But the relationship sur- vived separation and parental disapproval. They finally wed after a bitter divorce on her part in 2007, though he remains close to her children from the previous marriage — one of her sons is older than he is, a daughter works for his campaign. In his wedding speech, he conceded they were “not a normal couple — even if I don’t like that word — but we’re a couple that exists”.
These days, Macron is 39 and Brigitte Macron 64. Her style is svelte with legs to keep the French paparazzi in business. Now known as Mme Macron, she is more than another photo opportunity by the candidate’s side. She coached him, as a former drama teacher, on voice projection.
Few doubt that they will make an urbane couple in the Elysée Palace. The bigger doubts surround whether his mix-and-match politics can work, given the financial straits of the country and its need for a tough budget. A new movement, with no indication in its name as to its ideology, is a clever positioning for keeping on board Leftist voters while scooping up Conservative voters who dislike the divisive rhetoric and parochialism of Le Pen.

———

**Task statement:** Copy out the full passage on Macron and Brigitte Macron word for word, with no changes.

———

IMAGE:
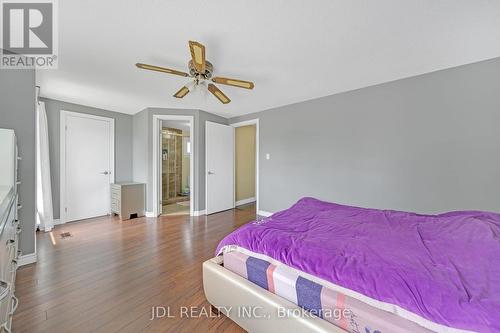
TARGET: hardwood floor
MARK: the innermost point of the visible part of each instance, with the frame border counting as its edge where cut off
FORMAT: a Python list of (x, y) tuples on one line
[(109, 274)]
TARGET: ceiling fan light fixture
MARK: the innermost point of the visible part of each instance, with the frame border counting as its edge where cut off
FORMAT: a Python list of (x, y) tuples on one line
[(219, 94), (200, 70), (182, 92)]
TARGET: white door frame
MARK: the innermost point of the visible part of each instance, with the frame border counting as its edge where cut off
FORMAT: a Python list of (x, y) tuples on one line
[(62, 155), (241, 124), (156, 161)]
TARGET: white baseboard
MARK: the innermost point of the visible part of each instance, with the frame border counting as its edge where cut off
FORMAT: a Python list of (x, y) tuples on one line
[(26, 259), (150, 214), (199, 212), (245, 201), (264, 213)]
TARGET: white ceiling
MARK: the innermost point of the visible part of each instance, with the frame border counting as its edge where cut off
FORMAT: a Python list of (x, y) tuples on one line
[(294, 50)]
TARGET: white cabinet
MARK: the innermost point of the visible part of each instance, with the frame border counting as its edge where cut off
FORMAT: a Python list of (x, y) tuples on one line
[(9, 227), (127, 200)]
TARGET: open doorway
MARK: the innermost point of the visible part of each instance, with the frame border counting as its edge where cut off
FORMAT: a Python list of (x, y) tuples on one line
[(246, 147), (168, 159), (175, 167)]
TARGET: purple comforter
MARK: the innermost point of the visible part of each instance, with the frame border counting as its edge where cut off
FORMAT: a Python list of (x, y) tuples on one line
[(445, 268)]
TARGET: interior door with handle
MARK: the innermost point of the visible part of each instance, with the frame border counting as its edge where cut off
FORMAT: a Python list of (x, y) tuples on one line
[(219, 154)]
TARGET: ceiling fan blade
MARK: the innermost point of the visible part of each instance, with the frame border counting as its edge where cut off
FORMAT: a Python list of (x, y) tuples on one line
[(234, 82), (198, 55), (219, 94), (182, 92), (161, 69)]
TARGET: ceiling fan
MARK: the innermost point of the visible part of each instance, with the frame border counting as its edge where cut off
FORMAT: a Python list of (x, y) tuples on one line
[(201, 71)]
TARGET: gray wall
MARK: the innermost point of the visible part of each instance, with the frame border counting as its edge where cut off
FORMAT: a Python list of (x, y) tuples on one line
[(17, 111), (123, 142), (427, 144), (143, 149)]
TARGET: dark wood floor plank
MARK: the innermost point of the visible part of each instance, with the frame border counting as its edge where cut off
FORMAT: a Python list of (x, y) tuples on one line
[(110, 273)]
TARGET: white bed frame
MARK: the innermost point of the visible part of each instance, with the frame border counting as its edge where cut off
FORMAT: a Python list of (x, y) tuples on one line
[(253, 308)]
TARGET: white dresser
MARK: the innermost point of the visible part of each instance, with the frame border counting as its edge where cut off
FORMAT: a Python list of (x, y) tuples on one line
[(127, 200), (9, 227)]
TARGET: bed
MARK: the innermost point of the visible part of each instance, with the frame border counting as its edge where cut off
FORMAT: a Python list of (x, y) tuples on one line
[(325, 267)]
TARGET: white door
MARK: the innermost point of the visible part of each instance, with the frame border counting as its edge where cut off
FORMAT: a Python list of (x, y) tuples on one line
[(87, 165), (219, 167)]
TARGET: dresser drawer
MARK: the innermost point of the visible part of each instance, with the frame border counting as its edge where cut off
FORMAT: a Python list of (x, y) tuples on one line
[(115, 195), (115, 205)]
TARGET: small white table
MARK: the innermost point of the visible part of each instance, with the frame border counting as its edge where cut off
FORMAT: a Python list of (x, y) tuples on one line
[(127, 200)]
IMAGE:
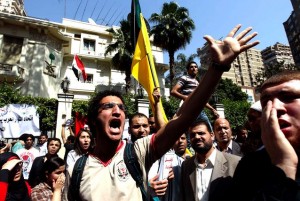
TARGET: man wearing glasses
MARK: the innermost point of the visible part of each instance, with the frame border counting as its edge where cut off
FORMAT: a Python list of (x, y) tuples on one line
[(105, 175)]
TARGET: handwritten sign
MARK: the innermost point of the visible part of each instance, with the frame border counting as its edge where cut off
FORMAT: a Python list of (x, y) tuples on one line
[(16, 119)]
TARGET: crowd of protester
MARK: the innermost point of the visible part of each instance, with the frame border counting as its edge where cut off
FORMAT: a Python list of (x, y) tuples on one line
[(156, 164)]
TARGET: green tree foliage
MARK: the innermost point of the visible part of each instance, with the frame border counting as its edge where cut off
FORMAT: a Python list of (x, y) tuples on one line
[(272, 69), (122, 45), (47, 108), (172, 31)]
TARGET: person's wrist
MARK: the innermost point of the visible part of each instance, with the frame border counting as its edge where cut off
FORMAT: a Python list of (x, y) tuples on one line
[(220, 67)]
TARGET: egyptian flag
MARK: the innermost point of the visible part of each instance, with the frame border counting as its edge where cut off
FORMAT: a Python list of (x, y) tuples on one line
[(142, 67), (78, 69)]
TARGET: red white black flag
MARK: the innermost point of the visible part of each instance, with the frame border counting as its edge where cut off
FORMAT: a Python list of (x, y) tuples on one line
[(78, 69)]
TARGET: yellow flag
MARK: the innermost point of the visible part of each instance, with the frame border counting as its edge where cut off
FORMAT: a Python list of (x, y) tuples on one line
[(142, 67)]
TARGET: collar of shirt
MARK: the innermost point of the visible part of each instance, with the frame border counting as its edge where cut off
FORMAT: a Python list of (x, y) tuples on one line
[(210, 161), (229, 148)]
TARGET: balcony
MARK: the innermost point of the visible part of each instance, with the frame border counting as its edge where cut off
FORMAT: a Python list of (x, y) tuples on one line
[(11, 73)]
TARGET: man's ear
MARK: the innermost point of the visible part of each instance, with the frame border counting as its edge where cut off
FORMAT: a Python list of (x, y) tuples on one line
[(212, 135)]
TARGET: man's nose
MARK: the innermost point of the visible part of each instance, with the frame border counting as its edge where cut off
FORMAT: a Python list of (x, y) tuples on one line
[(279, 106)]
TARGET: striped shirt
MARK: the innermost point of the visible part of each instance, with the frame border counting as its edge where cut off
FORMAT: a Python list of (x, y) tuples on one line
[(41, 192)]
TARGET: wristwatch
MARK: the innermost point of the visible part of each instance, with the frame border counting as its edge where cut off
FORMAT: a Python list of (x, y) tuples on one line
[(220, 67)]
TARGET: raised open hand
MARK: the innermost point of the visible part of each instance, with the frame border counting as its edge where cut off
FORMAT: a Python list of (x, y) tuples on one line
[(224, 52)]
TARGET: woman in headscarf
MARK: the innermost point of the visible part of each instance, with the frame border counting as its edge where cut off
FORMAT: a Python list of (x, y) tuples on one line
[(12, 184), (52, 181)]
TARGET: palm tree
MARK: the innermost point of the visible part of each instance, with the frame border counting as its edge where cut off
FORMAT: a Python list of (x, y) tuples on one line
[(173, 30), (124, 48)]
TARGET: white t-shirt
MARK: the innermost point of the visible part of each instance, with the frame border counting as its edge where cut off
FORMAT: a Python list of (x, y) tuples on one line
[(27, 156), (112, 181), (43, 149)]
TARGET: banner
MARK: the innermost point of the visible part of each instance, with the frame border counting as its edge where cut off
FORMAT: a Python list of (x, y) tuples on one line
[(78, 69), (16, 119)]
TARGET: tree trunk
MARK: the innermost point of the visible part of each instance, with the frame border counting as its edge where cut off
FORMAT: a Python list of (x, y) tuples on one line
[(171, 63)]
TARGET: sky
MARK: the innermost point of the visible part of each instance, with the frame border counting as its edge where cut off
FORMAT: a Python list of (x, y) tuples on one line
[(212, 17)]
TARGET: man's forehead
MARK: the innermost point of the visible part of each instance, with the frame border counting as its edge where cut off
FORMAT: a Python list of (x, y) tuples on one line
[(111, 99), (291, 86), (140, 120), (199, 127)]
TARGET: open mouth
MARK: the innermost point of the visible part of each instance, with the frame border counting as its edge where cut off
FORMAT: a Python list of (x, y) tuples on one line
[(115, 124), (283, 124)]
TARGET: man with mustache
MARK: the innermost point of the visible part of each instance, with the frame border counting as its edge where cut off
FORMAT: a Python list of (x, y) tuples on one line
[(272, 173), (105, 175), (223, 134), (206, 175)]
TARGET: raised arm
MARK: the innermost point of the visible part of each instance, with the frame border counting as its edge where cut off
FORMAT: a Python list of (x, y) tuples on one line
[(222, 54), (159, 119), (63, 133), (213, 110), (176, 92)]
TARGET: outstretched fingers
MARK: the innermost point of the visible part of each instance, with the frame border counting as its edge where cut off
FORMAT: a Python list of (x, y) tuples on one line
[(211, 41), (248, 46)]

———

**Answer to this exercise:**
But the relationship sur- vived separation and parental disapproval. They finally wed after a bitter divorce on her part in 2007, though he remains close to her children from the previous marriage — one of her sons is older than he is, a daughter works for his campaign. In his wedding speech, he conceded they were “not a normal couple — even if I don’t like that word — but we’re a couple that exists”.
These days, Macron is 39 and Brigitte Macron 64. Her style is svelte with legs to keep the French paparazzi in business. Now known as Mme Macron, she is more than another photo opportunity by the candidate’s side. She coached him, as a former drama teacher, on voice projection.
Few doubt that they will make an urbane couple in the Elysée Palace. The bigger doubts surround whether his mix-and-match politics can work, given the financial straits of the country and its need for a tough budget. A new movement, with no indication in its name as to its ideology, is a clever positioning for keeping on board Leftist voters while scooping up Conservative voters who dislike the divisive rhetoric and parochialism of Le Pen.